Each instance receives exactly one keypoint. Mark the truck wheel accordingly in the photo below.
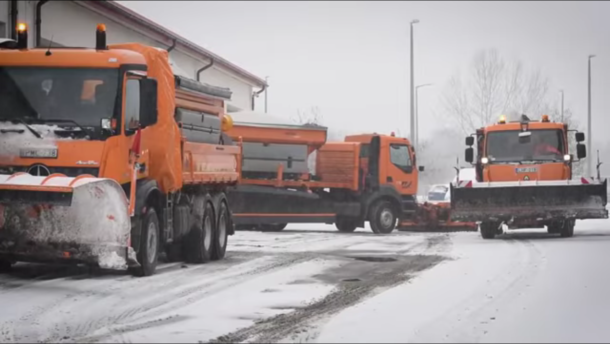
(5, 266)
(346, 225)
(148, 253)
(488, 230)
(201, 236)
(221, 236)
(382, 217)
(567, 229)
(275, 227)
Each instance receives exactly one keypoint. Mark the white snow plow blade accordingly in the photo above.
(59, 218)
(579, 199)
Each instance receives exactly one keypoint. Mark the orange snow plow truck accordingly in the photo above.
(524, 180)
(107, 158)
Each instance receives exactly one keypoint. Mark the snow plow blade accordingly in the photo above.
(503, 201)
(57, 218)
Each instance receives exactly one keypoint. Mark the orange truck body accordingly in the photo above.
(175, 177)
(355, 181)
(525, 179)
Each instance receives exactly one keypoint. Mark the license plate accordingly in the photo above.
(526, 169)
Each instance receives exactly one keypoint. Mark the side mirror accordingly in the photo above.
(581, 151)
(148, 102)
(469, 156)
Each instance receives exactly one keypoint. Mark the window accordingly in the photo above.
(132, 104)
(57, 94)
(399, 156)
(543, 145)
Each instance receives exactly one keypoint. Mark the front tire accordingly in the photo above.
(5, 266)
(382, 217)
(148, 252)
(201, 235)
(489, 230)
(567, 229)
(346, 225)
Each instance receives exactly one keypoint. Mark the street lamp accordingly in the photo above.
(589, 116)
(561, 91)
(416, 139)
(412, 88)
(266, 92)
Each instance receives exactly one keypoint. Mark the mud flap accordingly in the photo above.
(85, 211)
(536, 200)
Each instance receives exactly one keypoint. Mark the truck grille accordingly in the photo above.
(42, 170)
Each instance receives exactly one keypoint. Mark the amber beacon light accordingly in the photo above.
(100, 37)
(22, 36)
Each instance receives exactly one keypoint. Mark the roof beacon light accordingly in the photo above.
(22, 36)
(100, 37)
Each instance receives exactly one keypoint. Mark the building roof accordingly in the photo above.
(135, 18)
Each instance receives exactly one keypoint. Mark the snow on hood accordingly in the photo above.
(11, 143)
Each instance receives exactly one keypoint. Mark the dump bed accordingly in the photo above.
(338, 165)
(269, 142)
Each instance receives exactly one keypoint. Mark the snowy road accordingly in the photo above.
(312, 284)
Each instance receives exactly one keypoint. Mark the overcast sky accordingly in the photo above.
(351, 59)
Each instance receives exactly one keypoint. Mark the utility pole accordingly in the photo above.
(416, 140)
(412, 87)
(561, 91)
(266, 93)
(589, 148)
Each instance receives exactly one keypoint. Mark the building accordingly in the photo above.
(73, 23)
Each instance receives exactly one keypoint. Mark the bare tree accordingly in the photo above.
(493, 86)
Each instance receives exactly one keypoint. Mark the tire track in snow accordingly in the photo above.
(466, 322)
(301, 324)
(145, 311)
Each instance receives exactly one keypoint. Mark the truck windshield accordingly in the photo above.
(543, 145)
(81, 95)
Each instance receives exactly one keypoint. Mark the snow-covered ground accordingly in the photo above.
(310, 283)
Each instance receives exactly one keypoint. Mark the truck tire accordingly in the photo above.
(567, 229)
(5, 266)
(489, 230)
(199, 244)
(382, 217)
(345, 225)
(221, 234)
(275, 227)
(148, 253)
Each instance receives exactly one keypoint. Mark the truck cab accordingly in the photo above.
(523, 150)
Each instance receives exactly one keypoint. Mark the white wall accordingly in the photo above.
(70, 24)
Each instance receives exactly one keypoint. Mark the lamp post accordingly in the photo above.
(266, 92)
(416, 139)
(412, 88)
(561, 91)
(589, 116)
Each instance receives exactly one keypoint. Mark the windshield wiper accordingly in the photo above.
(19, 120)
(83, 129)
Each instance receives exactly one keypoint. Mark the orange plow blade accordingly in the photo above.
(58, 218)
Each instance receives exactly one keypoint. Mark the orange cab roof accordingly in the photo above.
(70, 57)
(517, 126)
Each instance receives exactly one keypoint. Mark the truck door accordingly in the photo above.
(399, 168)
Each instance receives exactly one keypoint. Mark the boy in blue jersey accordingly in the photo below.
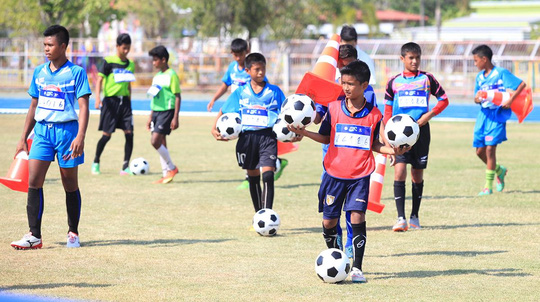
(259, 104)
(490, 127)
(351, 128)
(55, 87)
(236, 76)
(347, 55)
(409, 93)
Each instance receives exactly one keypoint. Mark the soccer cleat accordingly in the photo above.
(95, 169)
(73, 240)
(348, 251)
(401, 225)
(125, 172)
(414, 223)
(357, 276)
(500, 178)
(485, 192)
(284, 164)
(28, 242)
(244, 185)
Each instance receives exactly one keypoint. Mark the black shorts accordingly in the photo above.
(256, 149)
(161, 121)
(116, 113)
(418, 155)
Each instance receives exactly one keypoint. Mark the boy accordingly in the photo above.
(165, 105)
(347, 54)
(235, 77)
(490, 127)
(351, 128)
(55, 87)
(259, 104)
(409, 92)
(116, 74)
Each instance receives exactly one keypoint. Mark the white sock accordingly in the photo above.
(163, 166)
(164, 153)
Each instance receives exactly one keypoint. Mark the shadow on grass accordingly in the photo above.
(446, 253)
(151, 243)
(505, 272)
(52, 285)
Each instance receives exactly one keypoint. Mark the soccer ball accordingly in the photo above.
(229, 125)
(266, 222)
(401, 130)
(139, 166)
(332, 266)
(298, 110)
(282, 133)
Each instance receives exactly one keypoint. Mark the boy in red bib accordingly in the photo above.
(351, 128)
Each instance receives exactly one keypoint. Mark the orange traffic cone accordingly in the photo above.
(376, 183)
(17, 176)
(284, 148)
(320, 84)
(521, 106)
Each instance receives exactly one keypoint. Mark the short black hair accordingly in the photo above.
(411, 47)
(254, 58)
(347, 51)
(483, 51)
(60, 32)
(123, 39)
(239, 45)
(160, 52)
(348, 33)
(357, 69)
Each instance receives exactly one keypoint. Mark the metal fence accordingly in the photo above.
(201, 63)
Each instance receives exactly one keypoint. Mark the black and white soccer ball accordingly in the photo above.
(298, 110)
(139, 166)
(332, 266)
(229, 125)
(283, 134)
(401, 130)
(266, 222)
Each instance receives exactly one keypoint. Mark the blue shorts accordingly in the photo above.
(55, 139)
(488, 131)
(349, 194)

☆ ☆ ☆ ☆

_PROBLEM:_ Rewrite the part of the data above that opens with the line containing "cone accordingly in the photo above." and runs through the end of the data as a numbered list, with any blank lines left out.

_RESULT OF THIS TASK:_
1. Each instance receives exactly one keypoint. Mark the orange traffic cone accordingly in the photo above.
2. (376, 183)
3. (17, 176)
4. (284, 148)
5. (320, 84)
6. (521, 106)
7. Each instance receives exactly one keypoint. Mark the short black hair accordingly in the photo above.
8. (411, 47)
9. (254, 58)
10. (347, 51)
11. (483, 51)
12. (60, 32)
13. (123, 39)
14. (239, 45)
15. (160, 52)
16. (348, 33)
17. (357, 69)
18. Each instance receives exactly one keypoint. Mark the metal fence accordingly in the photo above.
19. (201, 63)
20. Each instance receives exactly one keypoint. Mark the black and white soccer ball accordingly in the photo above.
21. (298, 110)
22. (139, 166)
23. (332, 266)
24. (229, 125)
25. (283, 134)
26. (401, 130)
27. (266, 222)
28. Each instance receives exactly one keypoint. Mark the blue shorts accordingly in the photo above.
29. (55, 139)
30. (488, 131)
31. (349, 194)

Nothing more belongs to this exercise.